• **Tasks for this exercise**:
(1) List every C standard library function named in the text on reading a name in C.
(2) From the text on reading a name in C, return the passage word for word, starting with "NOTE: strlen is" and going on through "deals with that.".

* start Text provided *

As a result of these two actions, you now have a situation where name is of length 1, and you have read exactly one byte into it. The next issue is sizeof(name)/sizeof(char) - this will always equal 1 in your program. sizeof char is defined to always equal 1, so using it as a divisor causes no effect, and we already know sizeof name is equal to 1. This means your for loop will only ever read one byte from the array. For the exact same reason n is equal to 1. This is not erroneous per se, it's just probably not what you expected.
The solution to this can be done in a couple of ways, but I'll show one. First of all, you don't want to initialize name as you do, because it always creates an array of size 1. Instead you want to manually specify a larger size for the array, for instance 100 bytes (of which the last one will be dedicated to the terminating null byte).
char name[100];
/* You might want to zero out the array too by eg. using memset. It's not
necessary in this case, but arrays are allowed to contain anything unless
and until you replace their contents.
Parameters are target, byte to fill it with, and amount of bytes to fill */
memset(name, 0, sizeof(name));
Second, you don't necessarily want to use scanf at all if you're reading just a byte string from standard input instead of a more complex formatted string. You could eg. use fgets to read an entire line from standard input, though that also includes the newline character, which we'll have to strip.
/* The parameters are target to write to, bytes to write, and file to read from.
fgets writes a null terminator automatically after the string, so we will
read at most sizeof(name) - 1 bytes.
*/
fgets(name, sizeof(name), stdin);
Now you've read the name to memory. But the size of name the array hasn't changed, so if you used the rest of the code as is you would get a lot of messages saying The ASCII value of the letter is : 0. To get the meaningful length of the string, we'll use strlen.
NOTE: strlen is generally unsafe to use on arbitrary strings that might not be properly null-terminated as it will keep reading until it finds a zero byte, but we only get a portable bounds-checked version strnlen_s in C11. In this case we also know that the string is null-terminated, because fgets deals with that.
/* size_t is a large, unsigned integer type big enough to contain the
theoretical maximum size of an object, so size functions often return
size_t.
strlen counts the amount of bytes before the first null (0) byte */
size_t n = strlen(name);
Now that we have the length of the string, we can check if the last byte is the newline character, and remove it if so.
/* Assuming every line ends with a newline, we can simply zero out the last
byte if it's '\n' */
if (name[n - 1] == '\n') {
name[n - 1] = '\0';
/* The string is now 1 byte shorter, because we removed the newline.
We don't need to calculate strlen again, we can just do it manually. */
--n;
}
The loop looks quite similar, as it was mostly fine to begin with. Mostly, we want to avoid issues that can arise from comparing a signed int and an unsigned size_t, so we'll also make i be type size_t.
for (size_t i = 0; i < n; i++) {
int e = name[i];
printf("The ASCII value of the letter %c is : %d \n", name[i], e);
}
Putting it all together, we get
#include <stdio.h>
#include <string.h>
int main() {
char name[100];
memset(name, 0, sizeof(name));
printf("Enter a name : \n");
fgets(name, sizeof(name), stdin);
size_t n = strlen(name);
if (n > 0 && name[n - 1] == '\n') {
name[n - 1] = '\0';
--n;
}
for (size_t i = 0; i < n; i++){
int e = name[i];
printf("The ASCII value of the letter %c is : %d \n", name[i], e);
}
/* To correctly print a size_t, use %zu */
printf("%zu\n", n);
/* In C99 main implicitly returns 0 if you don't add a return value
yourself, but it's a good habit to remember to return from functions. */
return 0;
}
Which should work pretty much as expected.

* end Text provided *
* start Given material *

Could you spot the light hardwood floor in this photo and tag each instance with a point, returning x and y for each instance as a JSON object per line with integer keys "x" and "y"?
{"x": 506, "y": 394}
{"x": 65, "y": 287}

* end Given material *

• **Responses by task**:
(1) scanf, memset, fgets, strlen, strnlen_s, printf

(2)
NOTE: strlen is generally unsafe to use on arbitrary strings that might not be properly null-terminated as it will keep reading until it finds a zero byte, but we only get a portable bounds-checked version strnlen_s in C11. In this case we also know that the string is null-terminated, because fgets deals with that.